Goal of the exercise: Retype the part of the onion-cutting slide deck below that runs between "For simplicity, consider" and "number of layers.", inclusive.

Text passage:
◆ ◆ ◆ ◆
---
marp: true
theme: gaia
_class: lead
paginate: true
backgroundColor: #fff
# backgroundImage: url('https://marp.app/assets/hero-background.svg')
---

![bg left:40% 80%](onionpic2.png)

# Finding Mathematical Joy Cutting Onions

Dr. Dylan Poulsen
Washington College


---

# Origin of the Problem

![w:500px bg right:50%](Insta.png)

<iframe width="560" height="315" src="https://www.youtube.com/embed/BMgLRD2v5w0?start=141" title="YouTube video player" frameborder="0" allow="accelerometer; autoplay; clipboard-write; encrypted-media; gyroscope; picture-in-picture" allowfullscreen></iframe>

---
# Mathematical Set Up

We want to find the depth below the onion to cut towards in order to minimize the **variance** of the volume of each onion slice.

---
# Mathematical Set Up

The **variance**, $\sigma^2$, of a set of $n$ numbers $S=\{x_1,x_2,\ldots,x_n\}$ whose average value is $\overline{x}$ is
$$
\sigma^2=\frac{1}{N} \sum_{i=1}^{N} (x_i-\overline{x})^2.
$$
That is, the variance is the average of the square deviations from the mean (this will be important later).

---

# Simplifying the Problem

![w:500px bg right:50%](Onion_0.png)

For simplicity, consider a two-dimensional onion.

---

# Simplifying the Problem

![w:500px bg right:50%](Onion_1.png)

Insight: The depth to which you have to aim your knife for radial cuts depends on the number of layers.

---

# Simplifying the Problem

![w:500px bg right:50%](Onion_2.png)

So, we might as well consider the limiting case as the number of layers approaches infinity.

---

# Simplifying the Problem

![w:500px bg right:50%](Onion_3.png)

So, we might as well consider the limiting case as the number of layers approaches infinity.

---

# Simplifying the Problem

![w:500px bg right:50%](Onion_3.png)
◆ ◆ ◆ ◆
Information provided:

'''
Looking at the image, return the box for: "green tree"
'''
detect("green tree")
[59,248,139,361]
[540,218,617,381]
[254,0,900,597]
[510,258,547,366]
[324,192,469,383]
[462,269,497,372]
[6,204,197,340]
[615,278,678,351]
◆ ◆ ◆ ◆
Solution for this problem:
For simplicity, consider a two-dimensional onion.

---

# Simplifying the Problem

![w:500px bg right:50%](Onion_1.png)

Insight: The depth to which you have to aim your knife for radial cuts depends on the number of layers.